• _Task goal_
Transcribe every line of the listing below without any deviation.

(Coordinate labeling data)
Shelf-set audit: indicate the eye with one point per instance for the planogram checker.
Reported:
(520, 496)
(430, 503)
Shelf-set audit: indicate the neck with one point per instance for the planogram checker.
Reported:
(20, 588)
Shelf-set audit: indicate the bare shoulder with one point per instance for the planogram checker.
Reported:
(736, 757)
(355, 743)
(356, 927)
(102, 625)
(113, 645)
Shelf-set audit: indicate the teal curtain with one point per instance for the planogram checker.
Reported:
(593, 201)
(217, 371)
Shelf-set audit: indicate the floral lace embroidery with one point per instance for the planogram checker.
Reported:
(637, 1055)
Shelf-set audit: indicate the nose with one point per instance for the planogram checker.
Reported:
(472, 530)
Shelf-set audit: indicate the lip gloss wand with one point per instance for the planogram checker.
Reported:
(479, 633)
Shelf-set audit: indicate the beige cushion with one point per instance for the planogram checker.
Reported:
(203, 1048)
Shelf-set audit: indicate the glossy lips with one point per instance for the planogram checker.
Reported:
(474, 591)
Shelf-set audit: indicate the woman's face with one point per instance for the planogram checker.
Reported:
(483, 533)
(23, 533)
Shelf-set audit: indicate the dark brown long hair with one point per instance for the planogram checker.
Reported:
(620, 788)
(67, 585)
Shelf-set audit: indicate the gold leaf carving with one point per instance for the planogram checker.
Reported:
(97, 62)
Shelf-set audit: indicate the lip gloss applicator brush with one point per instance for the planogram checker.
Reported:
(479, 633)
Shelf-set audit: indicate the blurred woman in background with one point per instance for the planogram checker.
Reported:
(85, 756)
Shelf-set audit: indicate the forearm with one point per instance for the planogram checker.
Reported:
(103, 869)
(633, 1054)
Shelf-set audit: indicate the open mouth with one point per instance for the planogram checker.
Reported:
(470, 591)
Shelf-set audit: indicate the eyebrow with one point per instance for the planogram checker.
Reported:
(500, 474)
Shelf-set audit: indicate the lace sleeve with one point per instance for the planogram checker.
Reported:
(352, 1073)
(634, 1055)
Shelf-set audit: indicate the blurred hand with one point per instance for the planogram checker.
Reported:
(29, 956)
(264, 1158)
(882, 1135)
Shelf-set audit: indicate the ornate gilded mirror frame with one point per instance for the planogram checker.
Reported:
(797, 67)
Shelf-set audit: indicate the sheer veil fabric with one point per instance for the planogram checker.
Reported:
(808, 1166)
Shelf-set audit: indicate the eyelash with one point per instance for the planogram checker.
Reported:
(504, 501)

• _Task solution_
Shelf-set audit: indicate the eye with one point per instance for the planogram checker.
Reported:
(520, 496)
(430, 503)
Shelf-set audit: indicate the neck with one point per instance for the planogram checker.
Reported:
(20, 588)
Shelf-set audit: indicate the bare shoulder with one point per instance for the planogram checker.
Reported:
(736, 757)
(355, 743)
(356, 927)
(102, 625)
(113, 645)
Shelf-set audit: indicate the teal curtain with one point per instance for the planogram checker.
Reported:
(593, 201)
(217, 371)
Shelf-set audit: indicate the floral lace embroidery with one point per instance for the planogram checker.
Reported:
(637, 1055)
Shelf-set audit: indicate the nose with one point per instance for the planogram checker.
Reported:
(472, 530)
Shelf-set audit: indicate the lip gloss wand with one point per instance for the planogram checker.
Reported:
(479, 633)
Shelf-set audit: indicate the beige cushion with one point per instance for the planogram checker.
Reported:
(203, 1048)
Shelf-set audit: indicate the glossy lips with one point per instance for the planogram checker.
Reported:
(474, 591)
Shelf-set audit: indicate the woman's face with one point per instance for the planogram checker.
Reported:
(483, 533)
(23, 533)
Shelf-set audit: indicate the dark brown long hair with one point per instance for the planogram checker.
Reported:
(620, 788)
(67, 585)
Shelf-set audit: indicate the gold leaf carving with one point per instance for the planogram checker.
Reported:
(97, 62)
Shelf-set audit: indicate the lip gloss applicator brush with one point per instance for the planogram checker.
Reported:
(479, 633)
Shelf-set audit: indicate the blurred woman in background with one point per instance for the planogram checker.
Reported:
(85, 756)
Shelf-set audit: indicate the forearm with one point per instance for the planogram checker.
Reported:
(103, 869)
(633, 1054)
Shelf-set audit: indicate the open mouth with one point per instance for the planogram checker.
Reported:
(470, 591)
Shelf-set audit: indicate the eyebrow with one point per instance for the planogram checker.
Reported:
(500, 474)
Shelf-set audit: indicate the lace sleeve with one point per instance for the planogram checker.
Reported:
(352, 1073)
(634, 1055)
Shelf-set audit: indicate the blurred hand with one point per instance for the planogram checker.
Reported:
(29, 956)
(264, 1158)
(882, 1135)
Shelf-set audit: indicate the ornate gilded mirror frame with one point per instance for the planogram checker.
Reported:
(797, 67)
Shelf-set audit: indicate the sheer veil fabric with one point per instance for the planogram checker.
Reported:
(808, 1166)
Shelf-set audit: indicate the eyelash with one point per instance for the planogram checker.
Reported:
(504, 501)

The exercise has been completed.